• _Exercise details_: For each line of the data below that holds "sidewalk", copy the line.

• _Extracted records_:
◇ ◇ ◇

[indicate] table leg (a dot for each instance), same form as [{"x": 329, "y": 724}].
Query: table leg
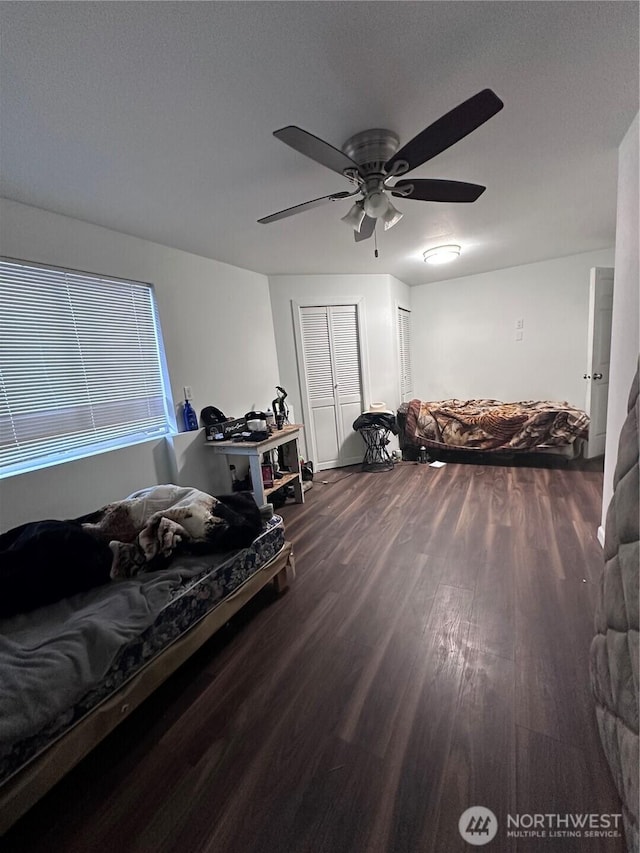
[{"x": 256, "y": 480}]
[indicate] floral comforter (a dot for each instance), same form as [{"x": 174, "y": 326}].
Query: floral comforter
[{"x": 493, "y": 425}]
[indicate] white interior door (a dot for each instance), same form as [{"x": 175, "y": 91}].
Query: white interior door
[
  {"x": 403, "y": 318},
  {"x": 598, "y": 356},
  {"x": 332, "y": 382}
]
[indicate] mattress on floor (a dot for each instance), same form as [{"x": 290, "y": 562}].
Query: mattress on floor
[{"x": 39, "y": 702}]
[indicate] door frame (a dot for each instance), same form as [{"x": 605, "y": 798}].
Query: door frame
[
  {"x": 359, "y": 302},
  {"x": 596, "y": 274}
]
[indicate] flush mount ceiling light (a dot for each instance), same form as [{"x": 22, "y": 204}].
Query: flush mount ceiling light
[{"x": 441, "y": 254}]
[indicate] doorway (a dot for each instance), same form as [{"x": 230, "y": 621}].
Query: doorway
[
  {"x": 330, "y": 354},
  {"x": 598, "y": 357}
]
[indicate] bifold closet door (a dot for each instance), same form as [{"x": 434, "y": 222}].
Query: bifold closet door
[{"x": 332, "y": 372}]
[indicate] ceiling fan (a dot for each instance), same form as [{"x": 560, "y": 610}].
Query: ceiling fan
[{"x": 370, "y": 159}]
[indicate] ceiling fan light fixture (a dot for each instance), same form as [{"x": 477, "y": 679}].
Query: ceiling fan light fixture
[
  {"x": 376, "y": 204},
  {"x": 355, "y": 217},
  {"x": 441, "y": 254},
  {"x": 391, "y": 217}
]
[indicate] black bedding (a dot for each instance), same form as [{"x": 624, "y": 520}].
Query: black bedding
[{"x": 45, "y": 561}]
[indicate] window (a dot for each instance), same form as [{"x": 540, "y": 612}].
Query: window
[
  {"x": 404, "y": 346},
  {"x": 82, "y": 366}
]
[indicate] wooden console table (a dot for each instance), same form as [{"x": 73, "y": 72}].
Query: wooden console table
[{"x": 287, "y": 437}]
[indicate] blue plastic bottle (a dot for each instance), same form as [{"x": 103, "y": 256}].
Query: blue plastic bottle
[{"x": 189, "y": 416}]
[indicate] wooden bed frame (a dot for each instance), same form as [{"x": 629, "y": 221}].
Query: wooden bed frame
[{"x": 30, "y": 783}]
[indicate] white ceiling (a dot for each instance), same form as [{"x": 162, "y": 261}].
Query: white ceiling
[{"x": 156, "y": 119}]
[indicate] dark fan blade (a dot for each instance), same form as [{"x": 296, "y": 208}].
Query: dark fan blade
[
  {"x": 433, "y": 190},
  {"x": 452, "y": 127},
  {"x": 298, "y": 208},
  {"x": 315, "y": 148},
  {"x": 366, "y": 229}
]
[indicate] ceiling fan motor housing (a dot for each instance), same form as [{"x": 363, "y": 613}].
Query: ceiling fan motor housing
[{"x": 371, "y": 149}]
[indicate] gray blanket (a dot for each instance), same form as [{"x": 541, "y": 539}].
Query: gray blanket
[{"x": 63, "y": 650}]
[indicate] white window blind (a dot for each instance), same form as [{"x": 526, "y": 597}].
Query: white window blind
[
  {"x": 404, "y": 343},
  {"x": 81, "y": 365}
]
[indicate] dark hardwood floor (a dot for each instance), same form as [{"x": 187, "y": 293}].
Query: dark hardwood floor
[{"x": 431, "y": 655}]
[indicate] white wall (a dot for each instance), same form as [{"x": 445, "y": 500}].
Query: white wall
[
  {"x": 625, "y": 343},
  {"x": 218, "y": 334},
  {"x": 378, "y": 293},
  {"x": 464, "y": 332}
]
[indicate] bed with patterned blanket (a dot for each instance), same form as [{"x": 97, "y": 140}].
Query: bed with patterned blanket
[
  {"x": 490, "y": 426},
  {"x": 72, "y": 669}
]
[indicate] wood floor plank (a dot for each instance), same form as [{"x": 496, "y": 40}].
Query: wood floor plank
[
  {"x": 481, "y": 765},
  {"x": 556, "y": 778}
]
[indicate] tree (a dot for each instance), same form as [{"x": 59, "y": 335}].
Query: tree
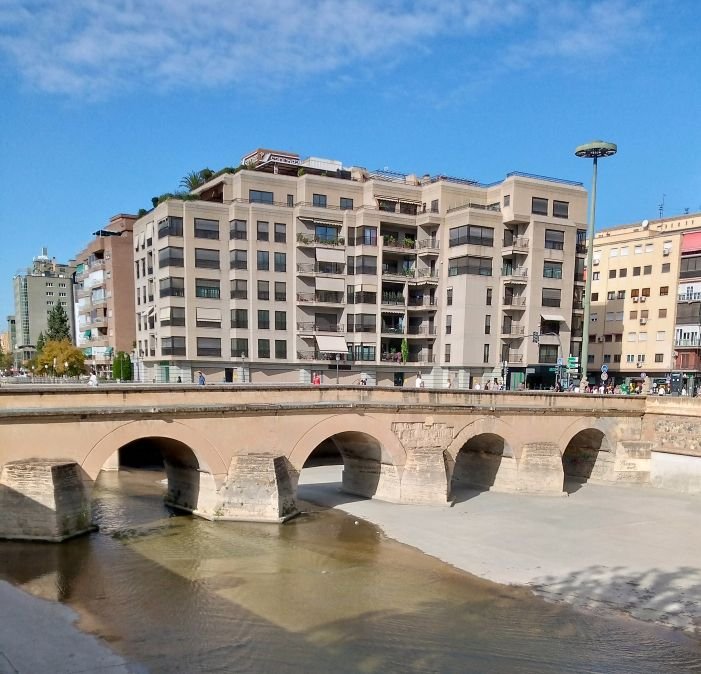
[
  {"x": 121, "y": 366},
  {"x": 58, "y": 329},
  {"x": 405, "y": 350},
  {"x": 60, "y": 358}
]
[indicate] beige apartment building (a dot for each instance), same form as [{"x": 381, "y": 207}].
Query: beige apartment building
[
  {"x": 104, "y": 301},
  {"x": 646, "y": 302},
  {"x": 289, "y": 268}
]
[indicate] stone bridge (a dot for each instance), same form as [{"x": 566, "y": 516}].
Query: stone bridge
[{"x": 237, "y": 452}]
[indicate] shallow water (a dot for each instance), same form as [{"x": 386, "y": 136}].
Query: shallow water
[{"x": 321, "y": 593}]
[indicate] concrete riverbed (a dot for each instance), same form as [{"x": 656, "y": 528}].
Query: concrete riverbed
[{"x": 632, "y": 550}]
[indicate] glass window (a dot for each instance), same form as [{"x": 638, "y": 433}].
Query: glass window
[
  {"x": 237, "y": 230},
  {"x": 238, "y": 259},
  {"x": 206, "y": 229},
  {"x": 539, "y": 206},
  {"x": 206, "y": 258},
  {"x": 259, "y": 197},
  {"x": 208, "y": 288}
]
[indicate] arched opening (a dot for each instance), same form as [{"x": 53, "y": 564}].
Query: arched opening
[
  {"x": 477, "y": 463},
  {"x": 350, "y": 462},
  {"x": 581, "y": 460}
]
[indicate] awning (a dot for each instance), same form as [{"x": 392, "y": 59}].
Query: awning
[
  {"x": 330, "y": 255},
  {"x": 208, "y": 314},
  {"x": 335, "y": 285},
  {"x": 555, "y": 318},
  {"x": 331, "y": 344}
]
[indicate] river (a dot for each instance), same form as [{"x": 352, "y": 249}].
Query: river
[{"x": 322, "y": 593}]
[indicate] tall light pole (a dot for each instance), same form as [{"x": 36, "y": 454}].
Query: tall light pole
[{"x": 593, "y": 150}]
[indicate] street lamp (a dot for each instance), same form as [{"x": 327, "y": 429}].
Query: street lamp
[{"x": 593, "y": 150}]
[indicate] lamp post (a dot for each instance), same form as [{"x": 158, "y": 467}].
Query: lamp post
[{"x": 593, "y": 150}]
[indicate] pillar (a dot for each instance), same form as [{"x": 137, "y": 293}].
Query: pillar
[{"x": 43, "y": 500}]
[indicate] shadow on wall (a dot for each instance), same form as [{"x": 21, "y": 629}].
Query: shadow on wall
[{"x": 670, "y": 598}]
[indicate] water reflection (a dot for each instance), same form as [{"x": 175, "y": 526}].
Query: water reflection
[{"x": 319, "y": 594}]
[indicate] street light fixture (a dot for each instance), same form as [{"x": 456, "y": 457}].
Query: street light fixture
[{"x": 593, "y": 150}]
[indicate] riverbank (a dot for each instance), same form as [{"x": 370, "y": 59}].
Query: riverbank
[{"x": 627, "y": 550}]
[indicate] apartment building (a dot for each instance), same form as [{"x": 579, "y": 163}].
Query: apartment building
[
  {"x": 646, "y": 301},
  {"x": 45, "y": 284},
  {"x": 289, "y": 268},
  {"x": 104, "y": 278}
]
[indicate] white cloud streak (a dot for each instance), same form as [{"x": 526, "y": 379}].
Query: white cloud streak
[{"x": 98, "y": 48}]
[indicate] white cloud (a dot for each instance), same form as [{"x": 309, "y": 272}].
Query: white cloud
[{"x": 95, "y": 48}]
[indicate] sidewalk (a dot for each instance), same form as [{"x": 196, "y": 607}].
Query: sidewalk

◇ ◇ ◇

• _Task response_:
[indicate] sidewalk (a dot for each instance), same form as [{"x": 196, "y": 607}].
Query: sidewalk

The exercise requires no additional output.